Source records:

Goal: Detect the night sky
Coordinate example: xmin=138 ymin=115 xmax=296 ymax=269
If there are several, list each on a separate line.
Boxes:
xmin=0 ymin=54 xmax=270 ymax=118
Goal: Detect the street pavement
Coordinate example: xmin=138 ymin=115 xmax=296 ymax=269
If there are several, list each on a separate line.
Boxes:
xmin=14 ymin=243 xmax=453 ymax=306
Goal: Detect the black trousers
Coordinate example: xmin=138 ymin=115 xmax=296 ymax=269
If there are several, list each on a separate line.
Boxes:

--

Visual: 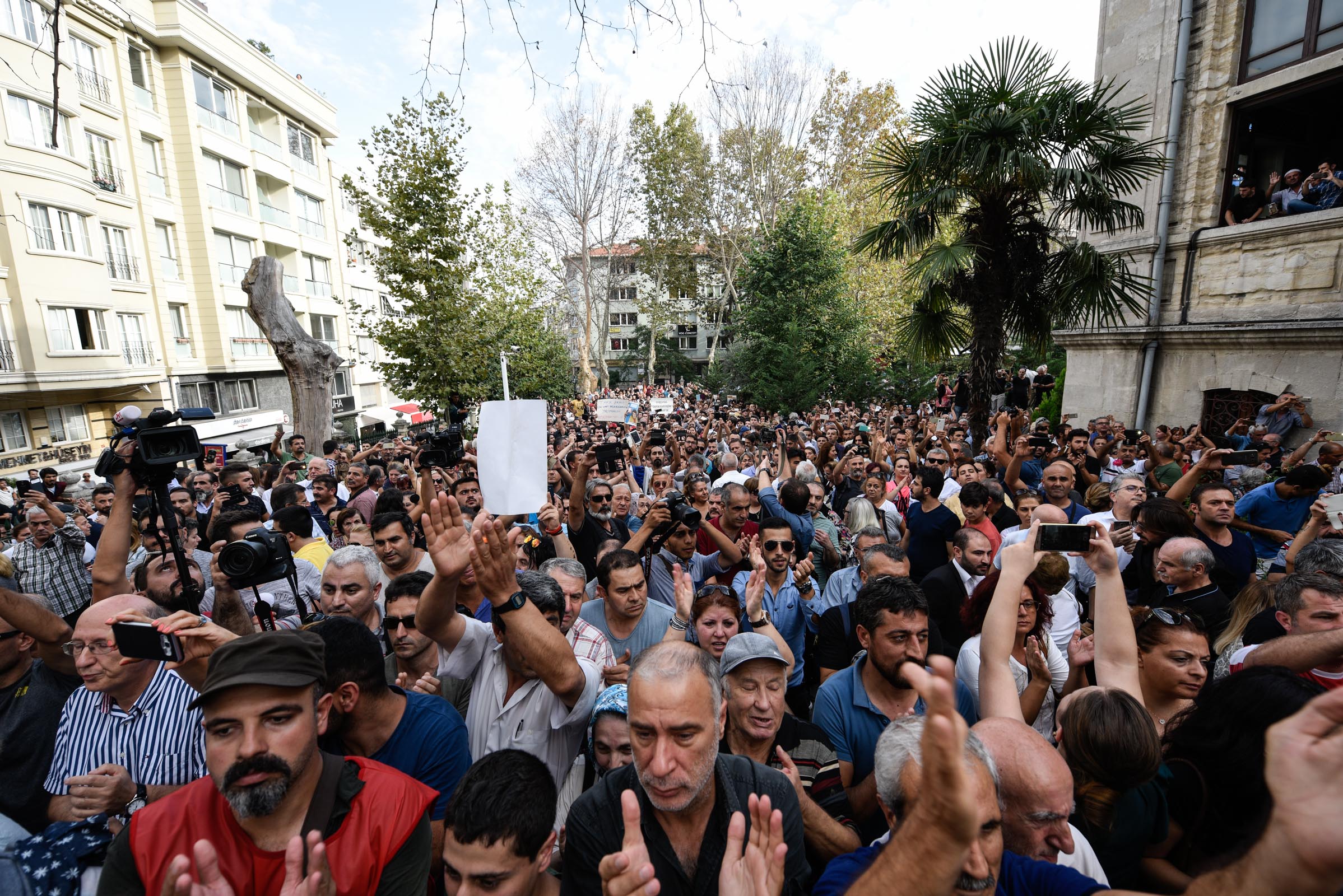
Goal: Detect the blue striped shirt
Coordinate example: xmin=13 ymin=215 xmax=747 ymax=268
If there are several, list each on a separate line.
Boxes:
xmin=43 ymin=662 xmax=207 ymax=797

> _Work required_
Copy the listing word for word, starting with the line that contains "Goal: Detect the night sky" and continuing through the line that contains "xmin=14 ymin=243 xmax=453 ymax=306".

> _Finished exercise_
Goal: Detect the night sky
Coordinate example: xmin=138 ymin=115 xmax=296 ymax=269
If there are several, list each on a separate line.
Boxes:
xmin=0 ymin=54 xmax=270 ymax=118
Goal: Detect the street pavement
Coordinate example: xmin=138 ymin=115 xmax=296 ymax=269
If there are several, list each on a separate line.
Boxes:
xmin=14 ymin=243 xmax=453 ymax=306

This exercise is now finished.